◆ ASSIGNMENT ◆
Set out each line from the following listing that includes the word "below".

◆ ◆ ◆

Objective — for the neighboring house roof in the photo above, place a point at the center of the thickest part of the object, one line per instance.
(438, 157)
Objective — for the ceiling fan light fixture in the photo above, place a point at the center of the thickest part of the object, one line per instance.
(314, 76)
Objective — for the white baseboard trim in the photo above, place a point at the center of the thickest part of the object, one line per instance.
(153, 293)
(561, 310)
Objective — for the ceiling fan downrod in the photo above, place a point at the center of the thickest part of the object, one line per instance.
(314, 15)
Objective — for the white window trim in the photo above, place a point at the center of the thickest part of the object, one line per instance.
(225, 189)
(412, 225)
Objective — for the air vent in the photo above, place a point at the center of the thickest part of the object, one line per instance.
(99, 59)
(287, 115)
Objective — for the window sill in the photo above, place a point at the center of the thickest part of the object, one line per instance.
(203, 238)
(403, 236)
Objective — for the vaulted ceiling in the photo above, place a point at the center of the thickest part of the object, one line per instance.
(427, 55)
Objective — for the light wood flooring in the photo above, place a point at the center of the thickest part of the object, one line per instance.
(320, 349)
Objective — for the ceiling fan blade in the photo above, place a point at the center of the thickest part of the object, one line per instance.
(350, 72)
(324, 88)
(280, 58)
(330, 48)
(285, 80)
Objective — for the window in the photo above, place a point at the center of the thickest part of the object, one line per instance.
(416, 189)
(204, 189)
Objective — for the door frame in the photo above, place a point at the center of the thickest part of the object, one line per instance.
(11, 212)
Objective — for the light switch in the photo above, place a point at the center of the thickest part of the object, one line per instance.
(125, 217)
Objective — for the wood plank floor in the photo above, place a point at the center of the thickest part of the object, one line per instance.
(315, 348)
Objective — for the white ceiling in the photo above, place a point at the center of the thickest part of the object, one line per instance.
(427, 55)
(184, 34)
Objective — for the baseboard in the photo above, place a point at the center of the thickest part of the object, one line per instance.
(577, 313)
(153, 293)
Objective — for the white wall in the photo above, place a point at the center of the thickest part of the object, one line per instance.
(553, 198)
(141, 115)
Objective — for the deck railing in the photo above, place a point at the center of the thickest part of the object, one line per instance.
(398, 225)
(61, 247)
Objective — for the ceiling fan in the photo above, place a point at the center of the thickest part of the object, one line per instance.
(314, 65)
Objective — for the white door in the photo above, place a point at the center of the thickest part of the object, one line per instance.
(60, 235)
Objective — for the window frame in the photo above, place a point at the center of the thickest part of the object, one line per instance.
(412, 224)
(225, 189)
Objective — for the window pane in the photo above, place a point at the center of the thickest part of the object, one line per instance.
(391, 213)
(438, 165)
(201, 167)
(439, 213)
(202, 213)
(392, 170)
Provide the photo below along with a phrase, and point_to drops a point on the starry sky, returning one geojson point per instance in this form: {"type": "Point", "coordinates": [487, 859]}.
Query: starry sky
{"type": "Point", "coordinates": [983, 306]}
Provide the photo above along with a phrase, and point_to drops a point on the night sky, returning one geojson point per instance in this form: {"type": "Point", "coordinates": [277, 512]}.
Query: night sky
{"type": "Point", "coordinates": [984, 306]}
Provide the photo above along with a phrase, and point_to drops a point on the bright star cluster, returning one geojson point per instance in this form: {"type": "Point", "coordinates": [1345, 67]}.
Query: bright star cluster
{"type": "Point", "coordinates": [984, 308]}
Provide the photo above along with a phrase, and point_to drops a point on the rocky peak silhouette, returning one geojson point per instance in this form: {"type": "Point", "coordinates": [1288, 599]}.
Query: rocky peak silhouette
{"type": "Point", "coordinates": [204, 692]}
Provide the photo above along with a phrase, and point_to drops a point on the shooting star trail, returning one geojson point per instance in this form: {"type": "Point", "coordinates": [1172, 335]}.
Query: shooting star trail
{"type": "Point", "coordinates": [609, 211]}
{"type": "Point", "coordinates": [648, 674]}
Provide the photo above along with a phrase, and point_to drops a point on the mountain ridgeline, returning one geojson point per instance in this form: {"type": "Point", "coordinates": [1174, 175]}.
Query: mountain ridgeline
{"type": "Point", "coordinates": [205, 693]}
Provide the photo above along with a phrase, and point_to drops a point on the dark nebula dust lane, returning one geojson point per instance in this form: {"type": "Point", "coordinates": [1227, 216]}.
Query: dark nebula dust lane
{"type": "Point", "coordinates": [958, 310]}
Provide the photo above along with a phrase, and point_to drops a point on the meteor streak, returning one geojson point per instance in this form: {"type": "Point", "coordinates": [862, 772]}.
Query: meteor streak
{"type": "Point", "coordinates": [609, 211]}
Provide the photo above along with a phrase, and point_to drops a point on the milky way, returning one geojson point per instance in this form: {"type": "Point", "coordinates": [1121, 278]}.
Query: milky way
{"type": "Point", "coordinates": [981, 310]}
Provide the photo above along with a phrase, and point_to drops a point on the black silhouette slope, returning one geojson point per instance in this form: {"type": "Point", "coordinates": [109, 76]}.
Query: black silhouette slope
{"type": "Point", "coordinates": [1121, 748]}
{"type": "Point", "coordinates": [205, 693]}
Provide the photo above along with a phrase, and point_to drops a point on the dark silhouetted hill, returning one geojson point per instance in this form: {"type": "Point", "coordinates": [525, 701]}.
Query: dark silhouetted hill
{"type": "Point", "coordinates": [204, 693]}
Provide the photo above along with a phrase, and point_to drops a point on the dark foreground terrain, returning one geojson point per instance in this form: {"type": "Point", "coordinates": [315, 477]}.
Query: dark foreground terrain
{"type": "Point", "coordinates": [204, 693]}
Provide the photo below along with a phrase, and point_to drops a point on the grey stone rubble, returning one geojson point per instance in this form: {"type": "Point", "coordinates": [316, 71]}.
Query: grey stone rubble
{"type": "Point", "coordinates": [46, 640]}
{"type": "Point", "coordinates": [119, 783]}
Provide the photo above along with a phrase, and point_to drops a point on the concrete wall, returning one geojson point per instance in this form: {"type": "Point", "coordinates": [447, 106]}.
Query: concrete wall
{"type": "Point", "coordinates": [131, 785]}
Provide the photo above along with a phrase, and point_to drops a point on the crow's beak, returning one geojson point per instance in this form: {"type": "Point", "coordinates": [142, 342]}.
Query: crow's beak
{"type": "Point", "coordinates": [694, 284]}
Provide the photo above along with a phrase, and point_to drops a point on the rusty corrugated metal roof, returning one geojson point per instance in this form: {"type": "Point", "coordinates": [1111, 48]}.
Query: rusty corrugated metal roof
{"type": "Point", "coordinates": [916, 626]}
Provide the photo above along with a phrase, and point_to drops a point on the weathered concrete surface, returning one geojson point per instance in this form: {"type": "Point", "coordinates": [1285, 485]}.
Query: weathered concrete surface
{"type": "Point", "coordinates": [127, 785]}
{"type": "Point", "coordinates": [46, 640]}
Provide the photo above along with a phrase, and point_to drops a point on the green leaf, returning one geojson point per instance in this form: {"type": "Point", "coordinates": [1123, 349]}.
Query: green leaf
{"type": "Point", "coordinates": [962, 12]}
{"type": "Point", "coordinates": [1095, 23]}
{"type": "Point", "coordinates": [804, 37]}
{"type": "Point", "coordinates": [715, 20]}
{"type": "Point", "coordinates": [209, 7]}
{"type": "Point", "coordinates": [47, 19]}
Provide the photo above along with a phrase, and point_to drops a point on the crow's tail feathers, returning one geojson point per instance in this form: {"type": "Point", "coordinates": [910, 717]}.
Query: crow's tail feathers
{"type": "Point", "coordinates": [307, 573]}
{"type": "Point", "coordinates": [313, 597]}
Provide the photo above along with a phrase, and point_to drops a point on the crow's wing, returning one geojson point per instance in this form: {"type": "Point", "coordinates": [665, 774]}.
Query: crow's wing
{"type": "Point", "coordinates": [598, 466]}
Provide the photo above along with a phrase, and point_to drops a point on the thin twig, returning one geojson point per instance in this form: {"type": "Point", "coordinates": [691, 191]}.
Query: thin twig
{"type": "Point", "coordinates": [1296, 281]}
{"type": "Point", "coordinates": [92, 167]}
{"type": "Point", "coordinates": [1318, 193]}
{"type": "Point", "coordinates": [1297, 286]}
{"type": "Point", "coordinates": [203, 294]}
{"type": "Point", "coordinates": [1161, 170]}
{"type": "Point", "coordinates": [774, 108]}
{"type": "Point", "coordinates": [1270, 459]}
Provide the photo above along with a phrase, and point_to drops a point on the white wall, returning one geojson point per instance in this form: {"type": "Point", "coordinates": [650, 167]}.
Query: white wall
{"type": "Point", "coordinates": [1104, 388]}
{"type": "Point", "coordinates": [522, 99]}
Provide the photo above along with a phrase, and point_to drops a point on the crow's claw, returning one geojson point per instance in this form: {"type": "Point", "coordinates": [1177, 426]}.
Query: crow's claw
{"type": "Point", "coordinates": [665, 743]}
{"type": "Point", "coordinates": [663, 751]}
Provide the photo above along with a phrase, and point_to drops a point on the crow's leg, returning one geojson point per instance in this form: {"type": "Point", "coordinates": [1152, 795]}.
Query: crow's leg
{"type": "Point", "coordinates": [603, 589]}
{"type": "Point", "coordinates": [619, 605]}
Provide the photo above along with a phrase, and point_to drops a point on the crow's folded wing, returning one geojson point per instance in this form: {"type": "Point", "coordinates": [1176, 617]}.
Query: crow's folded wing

◆ ◆ ◆

◆ ANSWER SECTION ◆
Provide the photo below along with a phrase, and point_to drops a point on the starry sky, returning one geojson point per instance in this form: {"type": "Point", "coordinates": [487, 859]}.
Provide the photo below along with a phrase, and point_to drops a point on the grey stone rubble, returning one geojson point per instance in this form: {"type": "Point", "coordinates": [316, 71]}.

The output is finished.